◆ Requirements
Extract every line of the material below that contains the string "wall". Case counts, so match only that exact capitalization.

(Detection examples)
====================
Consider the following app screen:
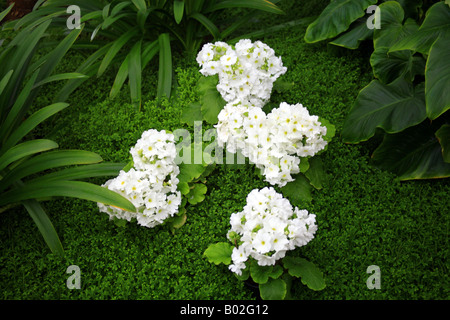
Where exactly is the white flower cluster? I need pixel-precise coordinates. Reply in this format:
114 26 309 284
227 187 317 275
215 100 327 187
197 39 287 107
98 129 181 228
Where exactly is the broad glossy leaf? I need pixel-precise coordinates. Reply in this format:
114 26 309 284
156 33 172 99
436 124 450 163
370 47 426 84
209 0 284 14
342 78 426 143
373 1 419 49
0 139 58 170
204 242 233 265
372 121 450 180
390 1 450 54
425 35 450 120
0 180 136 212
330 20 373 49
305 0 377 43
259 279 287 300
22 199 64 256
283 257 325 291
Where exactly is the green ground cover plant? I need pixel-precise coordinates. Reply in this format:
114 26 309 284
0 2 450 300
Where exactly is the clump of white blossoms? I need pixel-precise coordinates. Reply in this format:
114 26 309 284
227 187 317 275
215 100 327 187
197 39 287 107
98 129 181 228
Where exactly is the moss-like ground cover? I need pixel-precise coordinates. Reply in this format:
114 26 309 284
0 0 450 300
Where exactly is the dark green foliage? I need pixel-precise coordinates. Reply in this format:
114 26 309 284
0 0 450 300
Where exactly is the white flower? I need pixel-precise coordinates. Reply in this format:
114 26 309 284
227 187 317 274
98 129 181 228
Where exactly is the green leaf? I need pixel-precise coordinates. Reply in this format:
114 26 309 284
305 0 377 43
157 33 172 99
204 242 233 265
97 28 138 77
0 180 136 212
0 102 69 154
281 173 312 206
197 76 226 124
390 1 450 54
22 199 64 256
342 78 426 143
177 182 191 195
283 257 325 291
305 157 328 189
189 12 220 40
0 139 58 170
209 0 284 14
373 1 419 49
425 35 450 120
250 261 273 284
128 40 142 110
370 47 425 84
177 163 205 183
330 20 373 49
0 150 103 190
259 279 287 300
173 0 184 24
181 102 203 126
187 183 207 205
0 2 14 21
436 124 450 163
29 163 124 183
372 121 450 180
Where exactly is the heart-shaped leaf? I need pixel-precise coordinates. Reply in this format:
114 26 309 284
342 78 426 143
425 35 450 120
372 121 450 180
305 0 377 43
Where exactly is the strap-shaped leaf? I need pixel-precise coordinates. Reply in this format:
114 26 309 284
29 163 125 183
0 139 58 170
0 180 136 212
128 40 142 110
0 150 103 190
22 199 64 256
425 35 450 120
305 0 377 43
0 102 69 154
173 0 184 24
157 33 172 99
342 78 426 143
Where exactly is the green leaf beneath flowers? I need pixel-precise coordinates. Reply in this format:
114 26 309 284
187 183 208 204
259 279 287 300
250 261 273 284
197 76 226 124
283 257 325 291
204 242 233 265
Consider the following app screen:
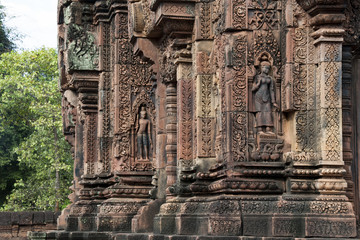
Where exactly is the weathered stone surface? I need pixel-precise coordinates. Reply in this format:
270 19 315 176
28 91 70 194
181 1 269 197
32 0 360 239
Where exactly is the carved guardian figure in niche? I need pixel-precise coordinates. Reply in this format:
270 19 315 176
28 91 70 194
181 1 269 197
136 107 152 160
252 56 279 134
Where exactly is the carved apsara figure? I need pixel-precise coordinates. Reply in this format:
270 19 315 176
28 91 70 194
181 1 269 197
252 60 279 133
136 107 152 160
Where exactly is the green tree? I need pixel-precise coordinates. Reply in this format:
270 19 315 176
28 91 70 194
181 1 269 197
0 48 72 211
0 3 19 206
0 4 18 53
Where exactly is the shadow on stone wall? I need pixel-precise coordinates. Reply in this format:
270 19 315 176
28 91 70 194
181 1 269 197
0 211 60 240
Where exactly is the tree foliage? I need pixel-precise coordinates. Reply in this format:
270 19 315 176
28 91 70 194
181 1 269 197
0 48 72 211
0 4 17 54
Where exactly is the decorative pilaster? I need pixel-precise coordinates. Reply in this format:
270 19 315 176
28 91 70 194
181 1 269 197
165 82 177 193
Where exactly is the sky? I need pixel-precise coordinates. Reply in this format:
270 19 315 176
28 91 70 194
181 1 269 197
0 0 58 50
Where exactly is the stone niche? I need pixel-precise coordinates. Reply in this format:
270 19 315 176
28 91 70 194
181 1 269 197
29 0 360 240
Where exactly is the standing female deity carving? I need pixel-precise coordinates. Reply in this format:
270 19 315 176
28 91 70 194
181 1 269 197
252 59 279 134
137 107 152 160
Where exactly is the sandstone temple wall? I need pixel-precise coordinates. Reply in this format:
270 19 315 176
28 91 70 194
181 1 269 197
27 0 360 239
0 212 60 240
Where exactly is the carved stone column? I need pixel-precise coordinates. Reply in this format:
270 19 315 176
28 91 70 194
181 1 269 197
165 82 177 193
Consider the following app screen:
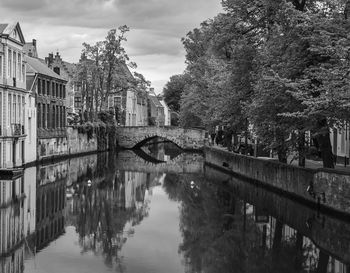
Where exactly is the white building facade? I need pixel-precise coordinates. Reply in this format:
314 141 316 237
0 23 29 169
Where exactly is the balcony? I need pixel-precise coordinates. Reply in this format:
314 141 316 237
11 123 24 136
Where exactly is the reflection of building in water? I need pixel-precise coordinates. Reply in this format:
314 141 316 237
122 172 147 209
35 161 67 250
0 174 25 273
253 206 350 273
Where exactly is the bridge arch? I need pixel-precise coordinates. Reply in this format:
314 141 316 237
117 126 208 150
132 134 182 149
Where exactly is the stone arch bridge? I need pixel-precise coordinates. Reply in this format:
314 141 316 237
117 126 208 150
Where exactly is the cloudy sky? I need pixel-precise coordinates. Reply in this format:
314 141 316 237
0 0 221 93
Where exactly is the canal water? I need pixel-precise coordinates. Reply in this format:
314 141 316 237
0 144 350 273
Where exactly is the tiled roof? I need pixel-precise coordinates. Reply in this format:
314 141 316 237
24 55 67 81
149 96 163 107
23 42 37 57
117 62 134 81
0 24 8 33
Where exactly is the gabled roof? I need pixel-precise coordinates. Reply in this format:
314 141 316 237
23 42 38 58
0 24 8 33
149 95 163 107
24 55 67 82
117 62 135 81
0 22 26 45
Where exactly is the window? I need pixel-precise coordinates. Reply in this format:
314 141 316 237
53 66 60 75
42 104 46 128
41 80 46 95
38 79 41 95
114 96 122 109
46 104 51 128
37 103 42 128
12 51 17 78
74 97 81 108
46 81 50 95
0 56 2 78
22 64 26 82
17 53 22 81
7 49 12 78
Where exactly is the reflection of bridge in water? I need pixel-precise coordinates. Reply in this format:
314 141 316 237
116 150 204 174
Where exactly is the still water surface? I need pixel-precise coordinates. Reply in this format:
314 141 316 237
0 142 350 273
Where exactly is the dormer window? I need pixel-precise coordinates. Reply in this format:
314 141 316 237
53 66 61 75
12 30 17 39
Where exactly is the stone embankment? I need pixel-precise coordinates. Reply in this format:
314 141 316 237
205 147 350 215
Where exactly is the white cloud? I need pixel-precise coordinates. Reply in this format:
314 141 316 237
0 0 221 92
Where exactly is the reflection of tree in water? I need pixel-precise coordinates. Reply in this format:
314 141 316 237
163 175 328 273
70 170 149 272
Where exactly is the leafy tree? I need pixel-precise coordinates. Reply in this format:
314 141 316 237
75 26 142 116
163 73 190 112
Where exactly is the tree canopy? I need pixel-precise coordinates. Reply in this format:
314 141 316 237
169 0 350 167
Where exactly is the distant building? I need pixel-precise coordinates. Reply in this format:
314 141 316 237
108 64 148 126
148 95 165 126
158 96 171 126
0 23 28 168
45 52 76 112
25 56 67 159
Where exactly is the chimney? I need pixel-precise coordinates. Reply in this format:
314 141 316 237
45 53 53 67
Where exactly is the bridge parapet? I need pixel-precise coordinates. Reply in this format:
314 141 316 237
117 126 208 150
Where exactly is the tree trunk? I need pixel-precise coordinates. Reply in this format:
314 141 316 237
====================
◆ Finished exercise
Where exactly is the shadow on stone wall? I need pixel-precise coordinates. Reply in this format:
Where exactly is the sandstone temple wall? I need pixel-precise coordinates. Reply in this format:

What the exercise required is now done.